▶

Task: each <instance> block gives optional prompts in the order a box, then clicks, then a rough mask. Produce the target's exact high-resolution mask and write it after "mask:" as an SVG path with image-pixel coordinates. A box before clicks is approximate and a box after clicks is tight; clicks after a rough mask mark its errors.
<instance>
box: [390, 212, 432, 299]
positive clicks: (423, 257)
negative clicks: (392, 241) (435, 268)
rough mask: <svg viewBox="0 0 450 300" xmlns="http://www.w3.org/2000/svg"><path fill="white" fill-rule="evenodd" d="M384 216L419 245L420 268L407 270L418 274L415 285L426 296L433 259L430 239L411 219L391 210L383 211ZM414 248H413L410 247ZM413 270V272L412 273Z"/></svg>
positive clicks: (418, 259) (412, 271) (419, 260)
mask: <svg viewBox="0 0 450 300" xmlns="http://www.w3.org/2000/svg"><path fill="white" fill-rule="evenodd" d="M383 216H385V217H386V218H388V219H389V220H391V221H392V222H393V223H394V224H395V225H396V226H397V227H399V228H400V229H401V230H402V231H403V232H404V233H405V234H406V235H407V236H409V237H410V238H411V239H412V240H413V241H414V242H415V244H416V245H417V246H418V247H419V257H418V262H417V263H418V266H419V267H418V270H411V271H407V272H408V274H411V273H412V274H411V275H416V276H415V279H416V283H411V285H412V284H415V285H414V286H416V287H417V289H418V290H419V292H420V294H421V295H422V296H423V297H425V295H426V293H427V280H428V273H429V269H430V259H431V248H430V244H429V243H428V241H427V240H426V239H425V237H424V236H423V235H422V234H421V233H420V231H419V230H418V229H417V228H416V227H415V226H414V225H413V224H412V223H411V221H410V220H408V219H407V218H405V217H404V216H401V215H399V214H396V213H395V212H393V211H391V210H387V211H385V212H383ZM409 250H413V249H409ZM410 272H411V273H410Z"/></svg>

◀

*Directions*. Copy the listing above verbatim, from its first line through the line that contains "positive clicks: (418, 259)", including both of those lines.

*Answer section*.
Task: each <instance> block gives optional prompts in the order a box, then clicks, then a rough mask. Produce the target's exact high-resolution mask and write it after "mask:" as an SVG path with image-pixel coordinates. A box before clicks is approximate and a box after clicks is tight; clicks after a rough mask mark its errors.
<instance>
box: [390, 212, 432, 299]
positive clicks: (423, 257)
negative clicks: (392, 241) (435, 268)
rough mask: <svg viewBox="0 0 450 300" xmlns="http://www.w3.org/2000/svg"><path fill="white" fill-rule="evenodd" d="M384 216L419 245L420 268L407 270L418 274L415 285L426 296L433 259L430 239L411 219L391 210L383 211ZM414 248H413L410 247ZM413 270V272L412 273Z"/></svg>
positive clicks: (418, 259) (412, 271) (419, 260)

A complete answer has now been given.